- [RECORDS FOR THE EXERCISE]:
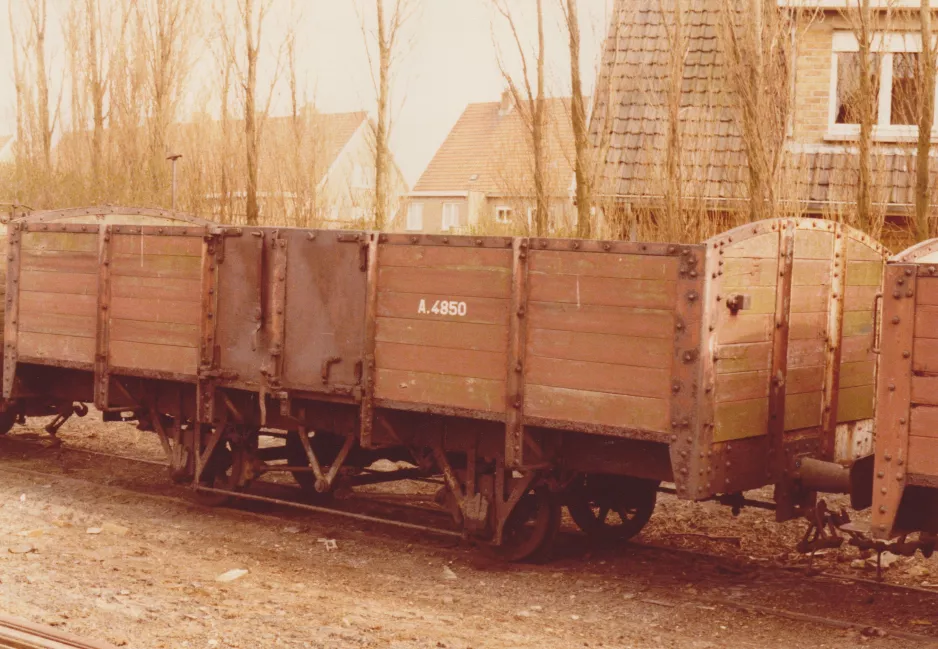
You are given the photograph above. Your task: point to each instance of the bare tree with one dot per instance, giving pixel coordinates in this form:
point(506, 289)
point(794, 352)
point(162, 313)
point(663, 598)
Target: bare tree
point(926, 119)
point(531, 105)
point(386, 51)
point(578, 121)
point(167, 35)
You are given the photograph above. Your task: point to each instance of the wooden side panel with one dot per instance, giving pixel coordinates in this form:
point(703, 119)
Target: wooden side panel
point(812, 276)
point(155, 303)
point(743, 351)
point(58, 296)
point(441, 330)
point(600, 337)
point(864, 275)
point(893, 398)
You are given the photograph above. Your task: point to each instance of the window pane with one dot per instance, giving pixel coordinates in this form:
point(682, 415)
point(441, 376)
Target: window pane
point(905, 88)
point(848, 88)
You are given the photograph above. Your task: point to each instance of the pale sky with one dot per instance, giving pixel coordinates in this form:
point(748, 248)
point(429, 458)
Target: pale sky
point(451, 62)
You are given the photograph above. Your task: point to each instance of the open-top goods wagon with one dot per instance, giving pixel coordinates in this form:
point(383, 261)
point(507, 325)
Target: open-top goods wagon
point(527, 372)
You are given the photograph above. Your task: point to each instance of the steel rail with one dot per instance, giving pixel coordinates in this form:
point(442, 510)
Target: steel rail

==

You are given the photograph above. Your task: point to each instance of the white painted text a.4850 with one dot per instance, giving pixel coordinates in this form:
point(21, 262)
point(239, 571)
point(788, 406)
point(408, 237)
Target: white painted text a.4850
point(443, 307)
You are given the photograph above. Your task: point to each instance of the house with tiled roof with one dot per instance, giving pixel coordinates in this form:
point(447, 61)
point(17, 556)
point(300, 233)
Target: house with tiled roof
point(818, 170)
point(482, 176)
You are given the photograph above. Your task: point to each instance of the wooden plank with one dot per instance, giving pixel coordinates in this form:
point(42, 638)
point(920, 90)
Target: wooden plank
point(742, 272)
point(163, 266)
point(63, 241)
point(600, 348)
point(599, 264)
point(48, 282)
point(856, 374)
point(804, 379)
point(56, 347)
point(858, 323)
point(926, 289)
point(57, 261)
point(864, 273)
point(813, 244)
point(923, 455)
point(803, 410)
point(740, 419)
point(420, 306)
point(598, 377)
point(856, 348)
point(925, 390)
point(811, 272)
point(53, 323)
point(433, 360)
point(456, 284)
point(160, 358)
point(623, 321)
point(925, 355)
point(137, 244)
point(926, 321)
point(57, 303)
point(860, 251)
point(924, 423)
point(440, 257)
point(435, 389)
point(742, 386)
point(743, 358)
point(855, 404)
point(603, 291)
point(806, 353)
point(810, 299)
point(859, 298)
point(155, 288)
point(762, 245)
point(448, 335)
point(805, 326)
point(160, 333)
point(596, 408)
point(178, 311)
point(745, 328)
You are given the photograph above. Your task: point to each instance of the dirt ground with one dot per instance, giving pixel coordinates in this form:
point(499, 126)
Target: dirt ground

- [WHAT YOU WILL DO]: Write out the lines exactly, starting at the line that contains "of the house" and ending at the line that contains "point(482, 176)", with both of those lines included.

- [SOLUTION BELOW]:
You are given the photograph above. Your task: point to each instance of the house with tiled roof with one dot per instance, giving pixel coordinates in this form:
point(447, 61)
point(17, 556)
point(300, 233)
Target: house with tiled roof
point(818, 170)
point(482, 176)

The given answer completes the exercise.